Set tasks:
- a) In the viewpoint on renewables, at which conference was the speech quoted?
- b) From the viewpoint on renewables, reproduce the part that begins with the words containing "Carry on making" and ends with "Huhne told delegates.".

--- Given text ---

Carry on making the case for renewables

26 Oct 2011 | Viewpoint
Renewable energy is the basis of the third industrial revolution, not an expensive luxury we can’t afford in hard times

“Renewable energy technologies will deliver a third industrial revolution. Its impact will be every bit as profound as the first two. My argument is a simple one: the revolution has already begun,” Huhne said in a speech to the Renewable UK Conference in Manchester yesterday (26 October).

“As we look to pull ourselves out of recovery and back to prosperity, renewable energy can light the way,” Huhne told delegates.

“I want to look at the contribution renewable energy is making to our economy right now. The investment it is sparking, the jobs it is delivering, the growth it is creating. And I will look at what we can to do encourage that growth – and sustain those jobs.

But first, I want to take aim at the faultfinders and curmudgeons who hold forth on the impossibility of renewables – the unholy alliance of climate sceptics and armchair engineers who are selling Britain’s ingenuity short.

"Renewables are too expensive", they cry. "They cannot deliver energy at scale. They are uneconomic, unreliable and unwanted."

Time to retire the myths about renewables

Let us start with the most egregious: that renewables are too expensive; that they could not exist without public subsidy; that they are held up by government cash alone.

--- Dataset rows ---

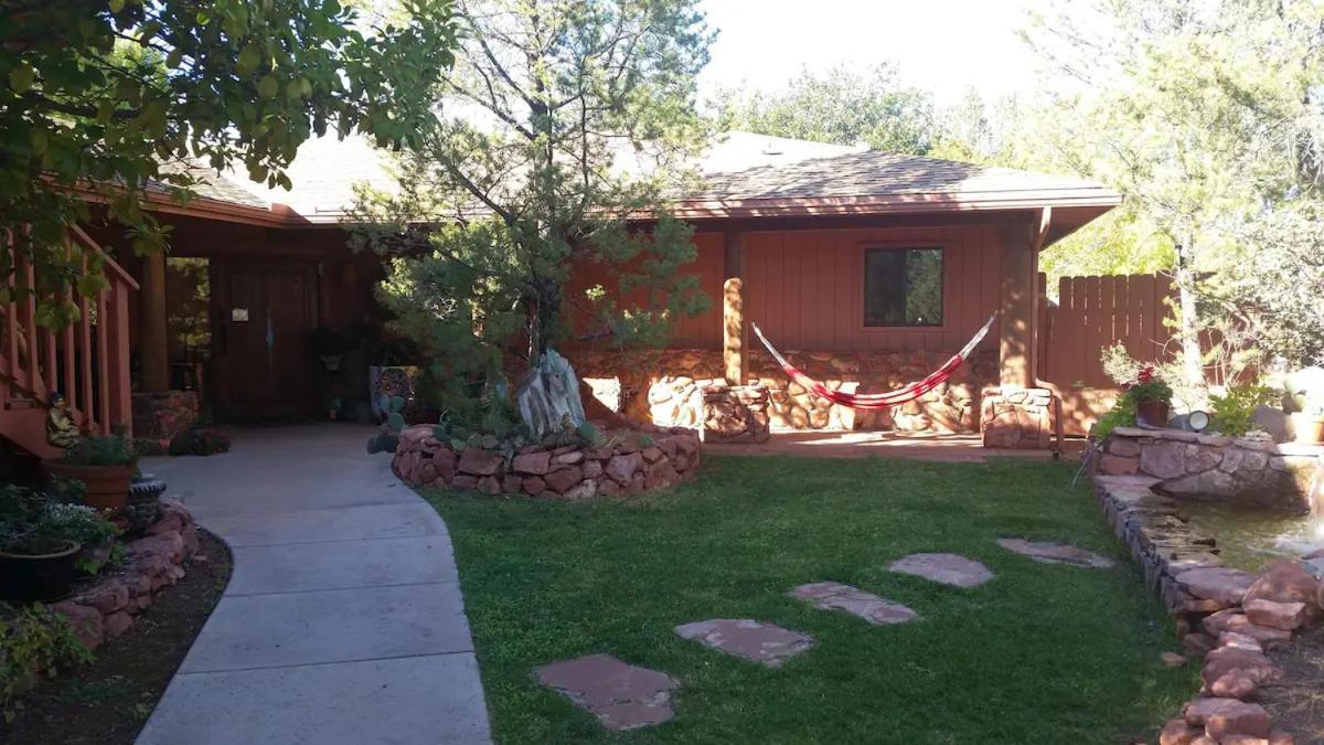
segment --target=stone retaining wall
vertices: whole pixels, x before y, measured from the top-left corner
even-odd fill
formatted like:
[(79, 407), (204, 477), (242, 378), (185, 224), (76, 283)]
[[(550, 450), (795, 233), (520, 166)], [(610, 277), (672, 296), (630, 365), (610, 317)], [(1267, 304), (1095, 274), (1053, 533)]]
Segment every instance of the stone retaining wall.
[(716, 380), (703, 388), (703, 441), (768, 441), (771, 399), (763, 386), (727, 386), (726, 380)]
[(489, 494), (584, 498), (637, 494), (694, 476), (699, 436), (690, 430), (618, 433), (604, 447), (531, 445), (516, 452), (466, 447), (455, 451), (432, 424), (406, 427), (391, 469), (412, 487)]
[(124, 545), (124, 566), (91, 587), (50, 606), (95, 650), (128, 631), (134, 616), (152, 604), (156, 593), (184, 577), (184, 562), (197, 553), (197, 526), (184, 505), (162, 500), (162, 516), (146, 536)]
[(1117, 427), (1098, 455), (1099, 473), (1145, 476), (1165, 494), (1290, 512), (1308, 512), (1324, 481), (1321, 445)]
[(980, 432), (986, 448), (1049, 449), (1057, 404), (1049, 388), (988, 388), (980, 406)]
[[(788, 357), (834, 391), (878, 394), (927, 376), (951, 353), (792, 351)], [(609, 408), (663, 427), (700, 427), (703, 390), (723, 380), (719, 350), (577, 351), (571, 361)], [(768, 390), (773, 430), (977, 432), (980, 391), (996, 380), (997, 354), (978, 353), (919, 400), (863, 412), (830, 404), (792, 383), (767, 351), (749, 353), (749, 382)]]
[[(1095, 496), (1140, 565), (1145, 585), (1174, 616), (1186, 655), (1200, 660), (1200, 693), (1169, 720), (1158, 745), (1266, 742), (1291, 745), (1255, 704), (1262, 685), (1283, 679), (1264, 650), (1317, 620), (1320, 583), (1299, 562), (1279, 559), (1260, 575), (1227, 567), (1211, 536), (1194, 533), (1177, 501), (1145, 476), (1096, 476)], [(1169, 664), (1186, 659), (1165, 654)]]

---
--- Dataset rows ---

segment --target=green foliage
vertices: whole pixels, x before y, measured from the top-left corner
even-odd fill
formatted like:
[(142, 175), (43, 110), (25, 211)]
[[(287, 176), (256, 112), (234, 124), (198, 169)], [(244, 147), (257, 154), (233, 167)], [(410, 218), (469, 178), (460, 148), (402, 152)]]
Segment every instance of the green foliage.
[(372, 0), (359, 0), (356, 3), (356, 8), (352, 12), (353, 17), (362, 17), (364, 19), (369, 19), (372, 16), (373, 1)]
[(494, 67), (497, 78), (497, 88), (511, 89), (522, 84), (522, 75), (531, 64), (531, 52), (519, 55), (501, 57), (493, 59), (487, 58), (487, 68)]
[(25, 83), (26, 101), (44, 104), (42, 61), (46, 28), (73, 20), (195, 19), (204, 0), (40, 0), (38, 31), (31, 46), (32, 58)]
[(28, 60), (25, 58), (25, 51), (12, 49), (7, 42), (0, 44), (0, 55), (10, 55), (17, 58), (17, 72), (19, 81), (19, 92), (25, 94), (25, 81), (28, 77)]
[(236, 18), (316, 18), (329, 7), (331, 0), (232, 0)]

---

Full solutions:
- a) The Renewable UK Conference in Manchester.

- b)
Carry on making the case for renewables

26 Oct 2011 | Viewpoint
Renewable energy is the basis of the third industrial revolution, not an expensive luxury we can’t afford in hard times

“Renewable energy technologies will deliver a third industrial revolution. Its impact will be every bit as profound as the first two. My argument is a simple one: the revolution has already begun,” Huhne said in a speech to the Renewable UK Conference in Manchester yesterday (26 October).

“As we look to pull ourselves out of recovery and back to prosperity, renewable energy can light the way,” Huhne told delegates.